[Opening Input material section]

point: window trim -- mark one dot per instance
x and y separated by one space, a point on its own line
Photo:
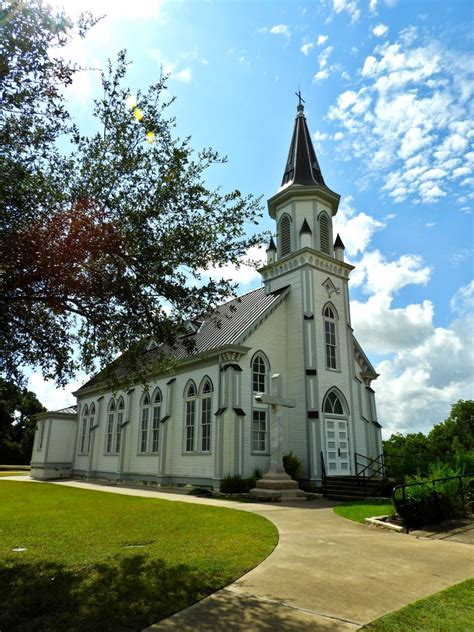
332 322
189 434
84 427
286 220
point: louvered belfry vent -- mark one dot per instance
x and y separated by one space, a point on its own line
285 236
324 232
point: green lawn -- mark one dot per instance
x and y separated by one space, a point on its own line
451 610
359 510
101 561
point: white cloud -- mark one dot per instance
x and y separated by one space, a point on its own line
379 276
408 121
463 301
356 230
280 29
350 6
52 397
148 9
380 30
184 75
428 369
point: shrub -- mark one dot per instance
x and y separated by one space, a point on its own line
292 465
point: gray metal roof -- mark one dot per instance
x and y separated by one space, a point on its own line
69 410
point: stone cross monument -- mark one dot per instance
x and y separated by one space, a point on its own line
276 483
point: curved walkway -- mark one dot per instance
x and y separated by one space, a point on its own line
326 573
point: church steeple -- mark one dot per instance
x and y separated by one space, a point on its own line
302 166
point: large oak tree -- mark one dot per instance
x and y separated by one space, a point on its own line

[Closing Input material section]

Task directions
Every line of the material that holds the word "instance" must be found and copied.

Exercise result
point: window trim -- mark one dot per instance
point: louvered belfry vent -- mark one dot per instance
point: green lawn -- mark one dot per instance
point: white cloud -- mark one dot per instance
point: shrub -- mark one dot per instance
point: gray metal roof -- mark one dot per instance
point: stone cross monument -- mark one dot per instance
point: curved walkway -- mark one dot per instance
point: church steeple -- mark one dot per instance
point: large oak tree -- mark one dot per instance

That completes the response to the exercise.